— Directions for this task —
Copy every one of the entries below word for word, leaving nothing out and changing nothing.

^^^^

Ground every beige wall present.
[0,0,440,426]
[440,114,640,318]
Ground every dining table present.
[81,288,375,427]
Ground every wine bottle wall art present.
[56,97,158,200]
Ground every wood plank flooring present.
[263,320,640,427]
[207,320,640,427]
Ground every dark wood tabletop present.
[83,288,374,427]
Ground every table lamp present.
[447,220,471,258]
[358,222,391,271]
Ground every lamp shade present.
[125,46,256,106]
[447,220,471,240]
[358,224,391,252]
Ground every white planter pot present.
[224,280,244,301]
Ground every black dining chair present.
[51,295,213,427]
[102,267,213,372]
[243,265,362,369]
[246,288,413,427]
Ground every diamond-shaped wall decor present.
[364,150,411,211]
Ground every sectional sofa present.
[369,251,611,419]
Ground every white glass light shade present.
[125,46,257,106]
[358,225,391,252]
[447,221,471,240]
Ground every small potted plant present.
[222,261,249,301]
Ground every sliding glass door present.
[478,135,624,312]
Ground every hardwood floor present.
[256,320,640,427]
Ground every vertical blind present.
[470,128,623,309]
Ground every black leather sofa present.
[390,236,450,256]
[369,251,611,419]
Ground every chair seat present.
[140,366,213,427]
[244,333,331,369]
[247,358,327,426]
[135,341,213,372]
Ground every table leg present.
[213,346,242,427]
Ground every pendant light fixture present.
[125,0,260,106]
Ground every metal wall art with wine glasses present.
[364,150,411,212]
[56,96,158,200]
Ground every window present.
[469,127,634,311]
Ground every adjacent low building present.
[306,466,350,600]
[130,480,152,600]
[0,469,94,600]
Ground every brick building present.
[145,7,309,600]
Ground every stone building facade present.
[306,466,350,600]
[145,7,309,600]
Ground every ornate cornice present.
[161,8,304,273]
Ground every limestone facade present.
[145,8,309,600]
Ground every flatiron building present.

^^^^

— Solution to this task —
Ground every beige wall present.
[0,0,440,426]
[440,114,640,318]
Ground every dining table present.
[81,288,375,427]
Ground every wine bottle wall art present.
[56,97,158,200]
Ground every wood plank flooring present.
[263,320,640,427]
[207,320,640,427]
Ground every dark wood tabletop present.
[83,288,374,427]
Ground every table lamp present.
[447,220,471,258]
[358,222,391,271]
Ground every lamp shade present.
[125,46,256,106]
[447,220,471,240]
[358,224,391,252]
Ground every white planter pot present.
[224,280,244,301]
Ground every black dining chair present.
[51,295,213,427]
[102,267,213,372]
[243,265,362,369]
[246,288,413,427]
Ground every diamond-shaped wall decor present.
[364,150,411,211]
Ground every sectional sofa present.
[369,251,611,419]
Ground every white glass light shade present.
[125,46,257,106]
[358,225,391,252]
[447,221,471,240]
Ground every small potted plant present.
[222,261,249,301]
Ground every sliding glass door present.
[478,135,624,312]
Ground every hardwood floor present.
[256,320,640,427]
Ground every vertical blind present.
[470,128,623,309]
Ground every black leather sofa present.
[390,236,450,256]
[369,251,611,419]
Ground every chair seat present.
[140,366,213,427]
[244,333,331,369]
[247,358,327,426]
[135,341,213,372]
Ground every table leg present.
[213,346,242,427]
Ground every pendant light fixture present.
[125,0,260,106]
Ground every metal wall art with wine glasses present.
[364,150,411,212]
[56,96,158,200]
Ground every window present.
[469,127,634,311]
Ground every adjacent low building present.
[306,466,350,600]
[130,480,152,600]
[0,469,94,600]
Ground every brick building present.
[145,7,309,600]
Ground every stone building facade present.
[306,466,350,600]
[145,7,309,600]
Ground every ornate cornice present.
[161,8,304,273]
Ground every limestone facade present.
[145,8,309,600]
Ground every flatiron building present.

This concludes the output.